• [Work to be completed]:
Transcribe the records below line by line, exactly as they read.

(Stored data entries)
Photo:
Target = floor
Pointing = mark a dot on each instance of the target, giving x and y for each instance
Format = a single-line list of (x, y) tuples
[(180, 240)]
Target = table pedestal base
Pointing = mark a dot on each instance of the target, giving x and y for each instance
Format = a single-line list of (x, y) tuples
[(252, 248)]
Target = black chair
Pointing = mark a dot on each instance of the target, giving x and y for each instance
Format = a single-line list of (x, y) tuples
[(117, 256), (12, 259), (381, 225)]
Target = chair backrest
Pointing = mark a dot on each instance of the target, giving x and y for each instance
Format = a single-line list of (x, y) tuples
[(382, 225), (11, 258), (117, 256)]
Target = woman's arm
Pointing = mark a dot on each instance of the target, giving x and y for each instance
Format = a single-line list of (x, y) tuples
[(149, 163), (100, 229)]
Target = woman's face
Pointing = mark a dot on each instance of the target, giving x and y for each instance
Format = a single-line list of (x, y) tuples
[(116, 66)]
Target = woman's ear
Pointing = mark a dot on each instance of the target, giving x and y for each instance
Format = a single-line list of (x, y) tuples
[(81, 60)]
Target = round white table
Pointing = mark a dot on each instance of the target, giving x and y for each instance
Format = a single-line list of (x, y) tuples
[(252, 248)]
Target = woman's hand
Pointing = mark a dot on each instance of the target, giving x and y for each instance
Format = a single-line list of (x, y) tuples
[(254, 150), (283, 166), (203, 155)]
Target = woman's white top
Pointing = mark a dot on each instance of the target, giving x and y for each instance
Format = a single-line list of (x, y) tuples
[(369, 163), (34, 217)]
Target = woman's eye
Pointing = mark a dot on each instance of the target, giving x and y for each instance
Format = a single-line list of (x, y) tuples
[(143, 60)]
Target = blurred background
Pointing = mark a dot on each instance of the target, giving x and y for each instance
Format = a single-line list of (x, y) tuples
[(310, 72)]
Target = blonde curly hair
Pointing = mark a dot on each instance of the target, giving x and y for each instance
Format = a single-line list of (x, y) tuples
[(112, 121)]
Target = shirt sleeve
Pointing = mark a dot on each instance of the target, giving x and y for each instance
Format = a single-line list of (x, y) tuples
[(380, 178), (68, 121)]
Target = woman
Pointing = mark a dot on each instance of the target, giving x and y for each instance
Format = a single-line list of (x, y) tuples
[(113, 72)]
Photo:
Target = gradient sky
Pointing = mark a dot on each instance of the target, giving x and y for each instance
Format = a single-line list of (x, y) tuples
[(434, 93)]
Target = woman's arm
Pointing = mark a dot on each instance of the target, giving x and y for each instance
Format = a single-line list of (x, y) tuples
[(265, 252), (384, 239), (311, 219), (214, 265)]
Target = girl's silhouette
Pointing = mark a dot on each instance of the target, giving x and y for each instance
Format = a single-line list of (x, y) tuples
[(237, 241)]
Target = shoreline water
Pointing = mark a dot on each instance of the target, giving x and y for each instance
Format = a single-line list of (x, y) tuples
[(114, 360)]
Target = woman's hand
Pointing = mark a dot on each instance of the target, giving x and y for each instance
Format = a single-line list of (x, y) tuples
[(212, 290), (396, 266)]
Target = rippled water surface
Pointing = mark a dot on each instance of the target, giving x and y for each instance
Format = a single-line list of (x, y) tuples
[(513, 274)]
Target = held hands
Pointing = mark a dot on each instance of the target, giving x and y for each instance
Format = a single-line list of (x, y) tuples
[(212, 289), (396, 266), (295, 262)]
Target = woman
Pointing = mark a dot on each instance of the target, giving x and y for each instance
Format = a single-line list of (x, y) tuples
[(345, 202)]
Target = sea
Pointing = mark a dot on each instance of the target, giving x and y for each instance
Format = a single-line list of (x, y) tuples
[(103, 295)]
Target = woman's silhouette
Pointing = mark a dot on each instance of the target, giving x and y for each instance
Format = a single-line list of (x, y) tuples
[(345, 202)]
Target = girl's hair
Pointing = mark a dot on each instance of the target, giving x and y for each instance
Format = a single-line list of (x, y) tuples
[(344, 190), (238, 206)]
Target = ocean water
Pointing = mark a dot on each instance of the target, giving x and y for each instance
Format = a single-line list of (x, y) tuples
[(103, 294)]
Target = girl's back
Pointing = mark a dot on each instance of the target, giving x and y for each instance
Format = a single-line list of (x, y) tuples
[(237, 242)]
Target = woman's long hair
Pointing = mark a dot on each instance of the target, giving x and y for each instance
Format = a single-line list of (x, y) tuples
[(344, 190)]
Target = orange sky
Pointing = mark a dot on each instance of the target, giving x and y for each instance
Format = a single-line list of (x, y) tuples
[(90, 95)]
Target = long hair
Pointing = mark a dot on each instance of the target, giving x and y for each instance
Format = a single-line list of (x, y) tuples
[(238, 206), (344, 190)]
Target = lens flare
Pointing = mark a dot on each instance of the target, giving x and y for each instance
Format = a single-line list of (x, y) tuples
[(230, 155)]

• [Answer space]:
Photo:
Target = floor
Pointing = mark a dot on each instance of the target, giving x and y for each instance
Format = a single-line list of (x, y) tuples
[(180, 240)]
Target = table pedestal base
Pointing = mark a dot on each instance of the target, giving x and y for each instance
Format = a single-line list of (x, y) tuples
[(252, 248)]
Target = black chair
Pointing = mark a dot on each instance of the target, giving x and y for each instance
Format = a single-line list of (x, y) tuples
[(117, 256), (12, 259), (381, 225)]
Target = chair backrest
Pointing = mark a dot on each instance of the target, giving x and y for each instance
Format = a single-line list of (x, y) tuples
[(382, 225), (11, 258), (117, 256)]
Target = woman's arm
Pointing = mark a dot on each instance of the target, giving x and y for each instance
Format = a single-line list of (x, y) tuples
[(149, 163), (100, 229)]
Target = woman's face
Pointing = mark a dot on each instance of the target, giving x and y for each instance
Format = a single-line list of (x, y) tuples
[(116, 66)]
Target = woman's ear
Pointing = mark a dot on each instance of the target, giving x and y for each instance
Format = a single-line list of (x, y) tuples
[(81, 60)]
Target = round white table
Pointing = mark a dot on each instance of the target, giving x and y for each instance
Format = a single-line list of (x, y) tuples
[(252, 248)]
Target = woman's hand
Pointing = mark a dot on each instance of the target, giving x and y for each instance
Format = a single-line list of (x, y) tuples
[(254, 150), (283, 166), (203, 155)]
Target = woman's white top
Pointing = mark a dot on each instance of the target, giving x and y for each instance
Format = a single-line list of (x, y) tuples
[(369, 163), (34, 217)]
Target = woman's eye
Pointing = mark a dot on each instance of the target, giving x and y for each instance
Format = a single-line list of (x, y) tuples
[(143, 60)]
Target = blurred background
Pointing = mark a dot on each instance of the target, giving x and y for each instance
Format = a single-line list of (x, y) tuples
[(310, 72)]
Target = blonde curly hair
Pointing = mark a dot on each instance of the target, giving x and y for each instance
Format = a single-line list of (x, y) tuples
[(112, 121)]
Target = shirt sleeve
Pointing = mark a dot on each instance of the target, giving x and y for each instance
Format = a single-line list of (x, y) tuples
[(380, 178), (68, 121)]
Target = woman
Pointing = mark a dot on each instance of the target, giving x and y for each instance
Format = a single-line list of (x, y) tuples
[(113, 72)]
Photo:
Target = gradient sky
Pointing = mark a dot on each instance of the target, giving x and y for each instance
Format = a single-line list of (x, y) tuples
[(434, 93)]
Target = woman's arm
Pointing = mark a dot on each instance of the target, giving x and y for each instance
Format = a single-line list of (x, y) tuples
[(265, 252), (384, 239), (311, 219), (214, 265)]
Target = girl's silhouette
Pointing = mark a dot on each instance of the target, giving x and y for each instance
Format = a single-line list of (x, y) tuples
[(237, 241)]
Target = shoreline water
Pointing = mark a dot on each instance of the target, giving x and y for each instance
Format = a single-line list of (x, y) tuples
[(114, 360)]
Target = woman's hand
Pointing = mark a dot on each instance of the target, giving x and y for each instance
Format = a single-line list of (x, y) tuples
[(212, 290), (396, 266)]
Target = rippled water surface
Pointing = mark a dot on each instance of the target, giving x and y for each instance
Format = a single-line list of (x, y) tuples
[(513, 274)]
Target = held hands
Pointing = mark a dot on each instance of the target, giving x and y for each instance
Format = a single-line list of (x, y) tuples
[(212, 289), (396, 266), (295, 262)]
Target = woman
Pointing = mark a dot on each instance of the target, giving x and y for each instance
Format = a single-line list of (x, y) tuples
[(345, 202)]
Target = sea
Pointing = mark a dot on each instance of the target, giving x and y for each instance
Format = a single-line list of (x, y) tuples
[(103, 295)]
Target = woman's silhouette
Pointing = mark a dot on each instance of the target, giving x and y for each instance
Format = a single-line list of (x, y) tuples
[(345, 202)]
Target = girl's hair
Pointing = mark a dot on each instance of the target, giving x and y for each instance
Format = a single-line list of (x, y) tuples
[(344, 190), (238, 206)]
Target = ocean water
Pointing = mark a dot on each instance of the target, giving x and y for each instance
Format = a single-line list of (x, y) tuples
[(103, 294)]
Target = girl's back
Pointing = mark a dot on each instance of the target, giving x and y for each instance
Format = a single-line list of (x, y) tuples
[(237, 242)]
Target = woman's long hair
Pointing = mark a dot on each instance of the target, giving x and y for each instance
Format = a single-line list of (x, y) tuples
[(344, 190)]
Target = orange sky
Pointing = mark a dot on each instance of the target, giving x and y for each instance
Format = a single-line list of (x, y) tuples
[(90, 95)]
Target = long hair
Pointing = mark a dot on each instance of the target, giving x and y for each instance
Format = a single-line list of (x, y) tuples
[(238, 206), (344, 190)]
Target = lens flare
Pointing = mark a dot on each instance of the target, giving x and y for each instance
Format = a single-line list of (x, y) tuples
[(230, 155)]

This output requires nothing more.